*YOUR OBJECTIVE*.
Emit the data below verbatim, stripping out any pictures.

*PROVIDED INFORMATION*.
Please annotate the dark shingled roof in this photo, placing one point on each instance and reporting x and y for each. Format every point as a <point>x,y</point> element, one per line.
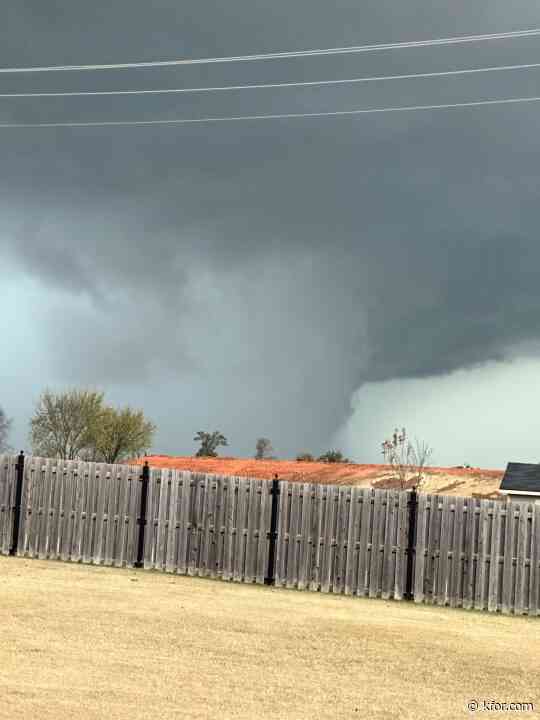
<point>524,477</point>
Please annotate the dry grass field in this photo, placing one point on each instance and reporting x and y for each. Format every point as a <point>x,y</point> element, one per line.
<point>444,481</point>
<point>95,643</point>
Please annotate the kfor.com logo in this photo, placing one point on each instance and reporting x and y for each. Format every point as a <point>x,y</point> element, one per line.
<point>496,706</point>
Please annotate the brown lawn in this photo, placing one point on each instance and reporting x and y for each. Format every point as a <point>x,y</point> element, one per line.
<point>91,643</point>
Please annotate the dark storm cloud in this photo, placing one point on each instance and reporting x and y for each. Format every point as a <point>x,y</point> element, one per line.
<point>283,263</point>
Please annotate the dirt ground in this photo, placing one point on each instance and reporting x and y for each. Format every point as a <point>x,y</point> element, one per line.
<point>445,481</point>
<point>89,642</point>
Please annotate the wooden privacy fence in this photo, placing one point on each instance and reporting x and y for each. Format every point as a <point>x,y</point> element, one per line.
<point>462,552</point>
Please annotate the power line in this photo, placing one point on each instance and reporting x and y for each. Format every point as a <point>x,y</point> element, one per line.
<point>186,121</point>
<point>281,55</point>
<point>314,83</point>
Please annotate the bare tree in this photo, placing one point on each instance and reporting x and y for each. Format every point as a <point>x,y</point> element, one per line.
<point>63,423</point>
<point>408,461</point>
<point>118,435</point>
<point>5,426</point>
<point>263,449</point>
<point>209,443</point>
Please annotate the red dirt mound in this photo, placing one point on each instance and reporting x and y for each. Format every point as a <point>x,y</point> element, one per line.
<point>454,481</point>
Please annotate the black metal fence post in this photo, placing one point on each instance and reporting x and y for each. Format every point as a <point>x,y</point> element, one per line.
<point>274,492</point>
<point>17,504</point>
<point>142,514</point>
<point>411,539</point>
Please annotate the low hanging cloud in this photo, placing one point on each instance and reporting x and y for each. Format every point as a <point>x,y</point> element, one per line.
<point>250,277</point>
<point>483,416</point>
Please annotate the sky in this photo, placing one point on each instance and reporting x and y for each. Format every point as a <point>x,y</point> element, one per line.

*THE COMPLETED TASK*.
Please annotate the dark shingled roof in this photo, placing one point on each instance and reporting x and y for each. Format every point as a <point>x,y</point> element, one per line.
<point>524,477</point>
Please annotate the dry grass field in this photo, placing one point on each instance and reporting x and y for each. Format every point as a <point>x,y</point> element, one per line.
<point>444,481</point>
<point>95,643</point>
Please annotate the kfor.com logo in this photo, placing one point on each instance and reporting x and y for each. Format every point as a <point>x,y</point> element, one per line.
<point>496,706</point>
Please annotate the brown lawn in this photo, placing one point on each instance and reporting x and y for each. Format every point as a <point>x,y</point> element, one per line.
<point>91,643</point>
Please annotate the dark storm cloud in this photo, placing one point on each instance and reporting x and y for each. Format every point as a <point>x,y</point> element, one per line.
<point>283,263</point>
Please annotate the dirt ground in this photo, placing one point on each instance and reporting x and y for each. Format every point as a <point>x,y</point> element, one per line.
<point>445,481</point>
<point>89,642</point>
Please annotate the wooden privacy fence in this photo, placing one point on each instance and reporting x and y for each. Format every point as a <point>x,y</point> element, one per line.
<point>462,552</point>
Please annotate the power line in this photo, placing one point on each instance and reporting x and y for each. Format every point as a <point>x,y</point> element, one per line.
<point>186,121</point>
<point>281,55</point>
<point>314,83</point>
Please annotate the bare tree in this photo, placing one point on each instance and reporting x and y for each. Format every point as a <point>x,y</point> element, one per line.
<point>63,423</point>
<point>408,461</point>
<point>118,435</point>
<point>5,426</point>
<point>263,449</point>
<point>209,443</point>
Please annotate the red dirt mound in this photo, placing one point on each instance and reporting x and y for each. Format every point as a <point>x,y</point> element, one per line.
<point>454,481</point>
Please annotate the black metal fence post in this photo, placing one point on each instance and reporting x and y for each. Format every point as a <point>x,y</point> element, one per line.
<point>274,492</point>
<point>17,504</point>
<point>142,514</point>
<point>411,539</point>
Please annotate the low hanging cloud in this photo, placing one point on each instance and reporting x and y for each. Format every point as a <point>x,y</point> element, one per line.
<point>250,277</point>
<point>483,416</point>
Please annotate the sky in this photo, placing one point on each instance and reporting x and y for each. Format every point as a <point>x,y</point> element, one per line.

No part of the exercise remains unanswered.